Snap laying off 20% of its staff in hopes of reducing costs

Snapchat announces massive layoffs and project cancellations

The parent company of social media platform Snapchat is laying off 20% of its staff as it tries to reduce costs in the face of declining sales, the company said Wednesday.

CEO Evan Spiegel said in a letter to staff posted on Snap's website that sales were not keeping up with projections.

"Unfortunately, given our current lower rate of revenue growth, it has become clear that we must reduce our cost structure to avoid incurring significant ongoing losses," he wrote.

Spiegel said Snap is restructuring its business to focus on community growth, revenue growth and augmented reality. Anything that doesn't contribute to those areas "will be discontinued or receive substantially reduced investment," he said. 

Last fall, Snap said its ad sales were being hurt by a privacy crackdown that rolled out on Apple's iPhones, which raised investor fears about the app's potential for growth. Most social media platforms rely heavily on advertising revenue.

Since Snap posted its first-ever profitable quarter in the last three months of 2021, there has been little good news from the company.

▶ DATASET RECORDS
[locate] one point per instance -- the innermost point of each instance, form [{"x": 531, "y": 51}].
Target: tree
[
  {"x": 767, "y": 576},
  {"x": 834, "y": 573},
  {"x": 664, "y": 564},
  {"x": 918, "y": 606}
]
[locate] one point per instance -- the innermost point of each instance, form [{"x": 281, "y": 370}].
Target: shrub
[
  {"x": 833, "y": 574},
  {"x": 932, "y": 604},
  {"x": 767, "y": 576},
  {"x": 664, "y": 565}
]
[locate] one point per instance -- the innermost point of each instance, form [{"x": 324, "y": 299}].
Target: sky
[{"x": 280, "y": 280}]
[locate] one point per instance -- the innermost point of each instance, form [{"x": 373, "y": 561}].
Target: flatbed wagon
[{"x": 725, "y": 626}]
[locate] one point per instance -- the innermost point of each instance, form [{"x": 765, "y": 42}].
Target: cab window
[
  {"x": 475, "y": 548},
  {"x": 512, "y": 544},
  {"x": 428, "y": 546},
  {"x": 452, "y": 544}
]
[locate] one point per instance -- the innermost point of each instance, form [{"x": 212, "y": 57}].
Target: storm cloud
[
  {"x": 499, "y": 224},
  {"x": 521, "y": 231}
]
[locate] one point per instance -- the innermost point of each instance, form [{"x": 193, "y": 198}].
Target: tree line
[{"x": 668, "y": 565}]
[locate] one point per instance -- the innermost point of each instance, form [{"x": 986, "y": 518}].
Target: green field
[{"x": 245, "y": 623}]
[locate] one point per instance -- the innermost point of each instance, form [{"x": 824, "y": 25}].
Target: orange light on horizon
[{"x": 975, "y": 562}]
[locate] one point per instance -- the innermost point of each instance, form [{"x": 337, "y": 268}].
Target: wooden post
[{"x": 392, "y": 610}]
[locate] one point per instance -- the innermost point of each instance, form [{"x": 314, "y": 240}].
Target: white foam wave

▶ INSTRUCTIONS FOR THE TASK
Continue the article on Snap's layoffs, beginning after its final sentence.

▶ ANSWER FOR THIS EXERCISE
Snap shares lost nearly half their value in May, falling 43% after the company said in an SEC filing that the "macroeconomic environment has deteriorated further and faster than anticipated" and that it would not meet its own sales and profit targets in the period. Shares tumbled another 39% in late July after Snap posted quarterly results that fell short of projections.

Snap's staff has grown to more than 5,600 employees in recent years. The company said that, even after laying off more than 1,000 people, its staff will be larger than it was a year ago.

Snap's move Wednesday adds to the wave of tech industry layoffs that have swept the nation this year. Microsoft laid off less than 1% of its substantial workforce in July, the Seattle Times reported. Cryptocurrency exchange Coinbase laid off 18%, or about 1,100 people in June while mortgage lender Better.com laid off 900 workers in March.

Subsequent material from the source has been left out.